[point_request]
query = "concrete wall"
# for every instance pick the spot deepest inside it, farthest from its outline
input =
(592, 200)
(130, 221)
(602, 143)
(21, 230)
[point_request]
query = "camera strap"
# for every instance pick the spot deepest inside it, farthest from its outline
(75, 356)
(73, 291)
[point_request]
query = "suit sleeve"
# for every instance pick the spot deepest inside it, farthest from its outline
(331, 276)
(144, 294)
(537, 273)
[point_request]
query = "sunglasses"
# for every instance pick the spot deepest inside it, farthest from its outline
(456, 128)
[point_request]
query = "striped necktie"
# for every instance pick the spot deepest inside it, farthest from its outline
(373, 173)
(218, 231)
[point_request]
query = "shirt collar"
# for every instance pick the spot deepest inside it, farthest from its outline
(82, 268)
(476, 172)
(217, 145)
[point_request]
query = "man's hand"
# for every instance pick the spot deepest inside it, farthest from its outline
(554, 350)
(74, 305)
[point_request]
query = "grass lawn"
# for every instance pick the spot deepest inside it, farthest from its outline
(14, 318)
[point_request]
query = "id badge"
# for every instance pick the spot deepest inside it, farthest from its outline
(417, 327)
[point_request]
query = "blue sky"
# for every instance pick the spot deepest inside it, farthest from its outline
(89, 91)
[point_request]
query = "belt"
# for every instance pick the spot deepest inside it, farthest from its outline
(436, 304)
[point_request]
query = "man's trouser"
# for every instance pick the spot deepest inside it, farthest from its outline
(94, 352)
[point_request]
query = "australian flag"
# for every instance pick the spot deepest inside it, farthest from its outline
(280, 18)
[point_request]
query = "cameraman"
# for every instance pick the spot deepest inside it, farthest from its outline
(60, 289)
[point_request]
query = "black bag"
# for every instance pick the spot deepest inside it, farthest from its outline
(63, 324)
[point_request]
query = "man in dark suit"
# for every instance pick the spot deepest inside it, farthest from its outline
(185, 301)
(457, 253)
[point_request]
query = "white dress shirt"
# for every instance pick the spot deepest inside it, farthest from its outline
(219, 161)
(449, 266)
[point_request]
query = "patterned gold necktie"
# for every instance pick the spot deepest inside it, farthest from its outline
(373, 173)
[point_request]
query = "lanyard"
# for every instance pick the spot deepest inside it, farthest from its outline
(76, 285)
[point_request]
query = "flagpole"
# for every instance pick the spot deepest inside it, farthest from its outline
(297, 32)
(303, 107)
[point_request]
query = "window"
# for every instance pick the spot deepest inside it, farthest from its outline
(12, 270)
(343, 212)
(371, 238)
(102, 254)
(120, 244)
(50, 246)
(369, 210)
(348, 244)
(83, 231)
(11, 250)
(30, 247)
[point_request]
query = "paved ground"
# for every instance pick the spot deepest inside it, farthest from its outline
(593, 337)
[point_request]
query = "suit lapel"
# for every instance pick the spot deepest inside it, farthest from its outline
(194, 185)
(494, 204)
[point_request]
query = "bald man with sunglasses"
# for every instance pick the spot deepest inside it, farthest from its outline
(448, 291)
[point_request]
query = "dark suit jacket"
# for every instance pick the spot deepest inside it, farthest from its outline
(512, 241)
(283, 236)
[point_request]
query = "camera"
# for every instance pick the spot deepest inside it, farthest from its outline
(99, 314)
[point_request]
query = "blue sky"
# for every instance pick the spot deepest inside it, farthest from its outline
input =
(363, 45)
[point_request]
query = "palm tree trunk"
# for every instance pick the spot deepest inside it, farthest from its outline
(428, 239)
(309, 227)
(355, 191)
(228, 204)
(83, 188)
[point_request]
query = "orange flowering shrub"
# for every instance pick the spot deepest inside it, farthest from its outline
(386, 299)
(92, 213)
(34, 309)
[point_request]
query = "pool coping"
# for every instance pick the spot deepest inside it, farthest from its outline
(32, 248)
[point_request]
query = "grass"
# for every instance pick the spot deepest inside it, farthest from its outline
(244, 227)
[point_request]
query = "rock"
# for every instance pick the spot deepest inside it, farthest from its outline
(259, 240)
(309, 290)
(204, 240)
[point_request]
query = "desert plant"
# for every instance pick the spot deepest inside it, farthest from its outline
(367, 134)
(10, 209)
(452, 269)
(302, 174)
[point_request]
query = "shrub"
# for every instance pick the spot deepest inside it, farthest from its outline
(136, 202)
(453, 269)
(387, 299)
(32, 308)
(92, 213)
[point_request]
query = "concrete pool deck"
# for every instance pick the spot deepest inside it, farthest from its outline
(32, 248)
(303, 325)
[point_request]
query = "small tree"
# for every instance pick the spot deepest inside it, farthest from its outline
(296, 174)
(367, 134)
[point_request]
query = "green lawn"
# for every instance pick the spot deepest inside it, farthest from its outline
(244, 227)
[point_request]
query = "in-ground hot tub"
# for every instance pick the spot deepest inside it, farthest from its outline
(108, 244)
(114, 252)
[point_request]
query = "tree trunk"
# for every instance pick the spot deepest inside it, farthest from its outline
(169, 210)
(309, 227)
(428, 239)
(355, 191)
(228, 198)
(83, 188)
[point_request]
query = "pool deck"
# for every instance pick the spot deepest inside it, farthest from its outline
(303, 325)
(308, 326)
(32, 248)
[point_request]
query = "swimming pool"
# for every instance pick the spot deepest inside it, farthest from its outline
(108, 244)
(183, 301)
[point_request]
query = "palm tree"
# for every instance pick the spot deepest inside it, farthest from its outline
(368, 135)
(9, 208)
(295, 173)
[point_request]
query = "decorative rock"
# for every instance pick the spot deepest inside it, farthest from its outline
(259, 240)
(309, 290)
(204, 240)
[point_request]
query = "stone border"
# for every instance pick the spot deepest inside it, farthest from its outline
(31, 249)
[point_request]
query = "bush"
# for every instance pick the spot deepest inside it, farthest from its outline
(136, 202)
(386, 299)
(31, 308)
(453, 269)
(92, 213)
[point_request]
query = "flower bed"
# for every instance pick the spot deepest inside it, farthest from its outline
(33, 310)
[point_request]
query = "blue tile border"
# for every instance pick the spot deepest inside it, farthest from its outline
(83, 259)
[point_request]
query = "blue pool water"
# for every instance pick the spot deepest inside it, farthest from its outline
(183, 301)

_YOUR ASSIGNMENT_
Looking at each line of the records, count the ones where the word "concrete" appears, and report only the count.

_RESPONSE TO THE EXERCISE_
2